- _課題の内容_:
1 – 本文のうち「。」で終わる文をすべて探し、それぞれの文の最後の行をそのまま挙げてください。
2 – 本文を、「個人的には、一時の好材料にはなっても、」という語句のところから書き写し、「影響は限定的と見るべきでしょう。」まで写したら止めてください。

- _本文_:
第372回
切り上げの中国株への影響:短期的には一過性

今回の人民元切り上げによる
中国株への影響は
どのようなものが考えられるでしょうか?
個人的には、一時の好材料にはなっても、
それがずっと続くものではないと考えています。
何度も触れてきていますように、
特に中国本土の株式市場や上場企業は
構造的な問題を抱えていますし、
その改革が徐々にですが進んできているとはいえ、
まだまだ不透明な段階であるのには変わりません。
そうした中で、
人民元の切り上げという話題は
カンフル剤にこそなれ、
そうした深層の問題の解決には
直接的にはつながりませんので、
影響は限定的と見るべきでしょう。

また、切り上げ率2%ということもあって、
経済や企業活動に
それほど大きな影響を
与えることはないという見方が、
おそらく一時期の熱狂が過ぎれば、
その反動としてより根強くなってくるはずで、
そうなれば一気に冷却化することも予想されます。

さらに大きな問題としては、
やはり切り上げ率2%というのは、
ここ1年ほどで
急速に中国に流れ込んでいる
世界中の投機資金としては、
かなり低い水準であり、
到底納得行くものではないでしょう。

- _記録データ_:
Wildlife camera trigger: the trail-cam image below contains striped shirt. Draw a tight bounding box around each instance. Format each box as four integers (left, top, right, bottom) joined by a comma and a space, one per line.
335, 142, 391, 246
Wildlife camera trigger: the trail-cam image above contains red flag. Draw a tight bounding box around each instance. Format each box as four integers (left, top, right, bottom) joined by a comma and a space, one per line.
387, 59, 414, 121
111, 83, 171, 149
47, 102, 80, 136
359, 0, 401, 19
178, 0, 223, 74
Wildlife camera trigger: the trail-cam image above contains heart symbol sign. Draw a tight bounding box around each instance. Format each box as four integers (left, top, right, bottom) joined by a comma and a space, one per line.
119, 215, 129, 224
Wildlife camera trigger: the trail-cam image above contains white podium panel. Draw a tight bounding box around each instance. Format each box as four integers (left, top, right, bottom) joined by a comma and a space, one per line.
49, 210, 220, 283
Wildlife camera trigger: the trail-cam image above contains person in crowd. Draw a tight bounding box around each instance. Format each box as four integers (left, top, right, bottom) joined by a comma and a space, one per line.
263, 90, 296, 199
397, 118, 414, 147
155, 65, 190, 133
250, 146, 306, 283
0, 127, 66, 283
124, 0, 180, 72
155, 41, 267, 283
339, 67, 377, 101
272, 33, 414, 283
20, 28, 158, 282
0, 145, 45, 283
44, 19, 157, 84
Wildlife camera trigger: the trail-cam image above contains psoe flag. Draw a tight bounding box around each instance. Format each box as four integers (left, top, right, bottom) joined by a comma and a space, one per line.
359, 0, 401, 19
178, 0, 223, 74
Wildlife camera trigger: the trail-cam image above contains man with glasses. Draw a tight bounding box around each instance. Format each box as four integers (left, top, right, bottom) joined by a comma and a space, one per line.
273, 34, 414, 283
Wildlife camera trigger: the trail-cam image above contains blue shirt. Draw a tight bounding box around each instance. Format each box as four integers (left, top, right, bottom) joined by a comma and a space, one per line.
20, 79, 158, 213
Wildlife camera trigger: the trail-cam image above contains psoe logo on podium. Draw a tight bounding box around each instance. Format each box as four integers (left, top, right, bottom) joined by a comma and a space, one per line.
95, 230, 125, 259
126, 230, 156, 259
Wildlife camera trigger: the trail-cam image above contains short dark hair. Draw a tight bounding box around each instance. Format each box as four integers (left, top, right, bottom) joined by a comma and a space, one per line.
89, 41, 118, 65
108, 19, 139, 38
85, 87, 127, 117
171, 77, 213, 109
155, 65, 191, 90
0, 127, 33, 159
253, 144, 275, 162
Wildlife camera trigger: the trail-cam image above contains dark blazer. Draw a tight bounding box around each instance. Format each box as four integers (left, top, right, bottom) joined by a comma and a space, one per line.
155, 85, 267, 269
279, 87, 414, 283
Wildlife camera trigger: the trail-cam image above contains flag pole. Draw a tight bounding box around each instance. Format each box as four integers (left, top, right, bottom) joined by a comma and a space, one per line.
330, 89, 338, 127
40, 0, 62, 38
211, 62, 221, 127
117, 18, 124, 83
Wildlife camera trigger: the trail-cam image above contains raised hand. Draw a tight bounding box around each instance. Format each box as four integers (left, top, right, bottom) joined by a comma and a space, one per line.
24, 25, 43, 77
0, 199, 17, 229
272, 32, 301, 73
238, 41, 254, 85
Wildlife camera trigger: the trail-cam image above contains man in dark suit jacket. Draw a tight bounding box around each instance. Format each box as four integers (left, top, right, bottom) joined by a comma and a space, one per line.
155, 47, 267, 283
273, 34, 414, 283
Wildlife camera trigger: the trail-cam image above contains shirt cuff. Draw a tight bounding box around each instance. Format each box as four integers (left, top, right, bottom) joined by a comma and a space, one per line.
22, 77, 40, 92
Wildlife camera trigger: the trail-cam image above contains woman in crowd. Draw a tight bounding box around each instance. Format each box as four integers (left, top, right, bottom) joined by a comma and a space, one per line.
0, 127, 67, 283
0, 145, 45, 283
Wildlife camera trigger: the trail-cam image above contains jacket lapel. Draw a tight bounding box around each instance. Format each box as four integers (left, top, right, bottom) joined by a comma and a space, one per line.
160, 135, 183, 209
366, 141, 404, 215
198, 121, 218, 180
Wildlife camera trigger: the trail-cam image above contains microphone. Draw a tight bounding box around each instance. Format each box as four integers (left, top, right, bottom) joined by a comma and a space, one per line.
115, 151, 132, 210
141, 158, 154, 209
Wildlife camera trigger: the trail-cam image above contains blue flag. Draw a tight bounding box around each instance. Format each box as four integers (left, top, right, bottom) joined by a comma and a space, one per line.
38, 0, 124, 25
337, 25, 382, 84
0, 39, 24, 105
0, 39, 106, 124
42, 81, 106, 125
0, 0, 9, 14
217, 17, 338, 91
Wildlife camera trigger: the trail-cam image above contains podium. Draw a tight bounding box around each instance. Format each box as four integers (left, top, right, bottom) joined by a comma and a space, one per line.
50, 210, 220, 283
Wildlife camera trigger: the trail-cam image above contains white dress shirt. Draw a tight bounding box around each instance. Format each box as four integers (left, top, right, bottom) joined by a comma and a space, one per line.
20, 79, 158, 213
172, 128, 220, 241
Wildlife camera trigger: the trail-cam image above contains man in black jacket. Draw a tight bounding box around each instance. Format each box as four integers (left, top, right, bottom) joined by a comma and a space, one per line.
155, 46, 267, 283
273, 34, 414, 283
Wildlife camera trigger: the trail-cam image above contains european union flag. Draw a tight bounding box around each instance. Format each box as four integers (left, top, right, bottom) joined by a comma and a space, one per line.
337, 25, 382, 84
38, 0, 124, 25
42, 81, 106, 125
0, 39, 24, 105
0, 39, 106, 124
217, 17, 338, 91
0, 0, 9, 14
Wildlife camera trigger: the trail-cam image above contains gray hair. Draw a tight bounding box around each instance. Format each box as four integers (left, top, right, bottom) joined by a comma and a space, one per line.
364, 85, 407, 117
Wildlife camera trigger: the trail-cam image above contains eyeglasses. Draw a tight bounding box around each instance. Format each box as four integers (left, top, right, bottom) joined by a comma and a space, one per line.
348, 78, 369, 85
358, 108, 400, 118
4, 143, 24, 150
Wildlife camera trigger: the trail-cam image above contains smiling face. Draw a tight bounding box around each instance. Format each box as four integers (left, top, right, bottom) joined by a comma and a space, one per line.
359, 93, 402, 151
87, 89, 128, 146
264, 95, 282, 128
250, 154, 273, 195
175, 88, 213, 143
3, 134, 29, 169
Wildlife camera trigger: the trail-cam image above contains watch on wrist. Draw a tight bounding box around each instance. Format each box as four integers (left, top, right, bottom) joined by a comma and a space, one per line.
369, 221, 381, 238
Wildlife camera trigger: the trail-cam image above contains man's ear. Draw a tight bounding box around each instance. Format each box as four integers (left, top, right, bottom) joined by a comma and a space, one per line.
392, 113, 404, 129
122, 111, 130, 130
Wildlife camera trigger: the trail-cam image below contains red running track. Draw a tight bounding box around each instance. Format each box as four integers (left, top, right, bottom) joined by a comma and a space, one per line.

- _課題ごとの答え_:
1 –
- それがずっと続くものではないと考えています。
- まだまだ不透明な段階であるのには変わりません。
- 影響は限定的と見るべきでしょう。
- そうなれば一気に冷却化することも予想されます。
- 到底納得行くものではないでしょう。

2 –
個人的には、一時の好材料にはなっても、
それがずっと続くものではないと考えています。
何度も触れてきていますように、
特に中国本土の株式市場や上場企業は
構造的な問題を抱えていますし、
その改革が徐々にですが進んできているとはいえ、
まだまだ不透明な段階であるのには変わりません。
そうした中で、
人民元の切り上げという話題は
カンフル剤にこそなれ、
そうした深層の問題の解決には
直接的にはつながりませんので、
影響は限定的と見るべきでしょう。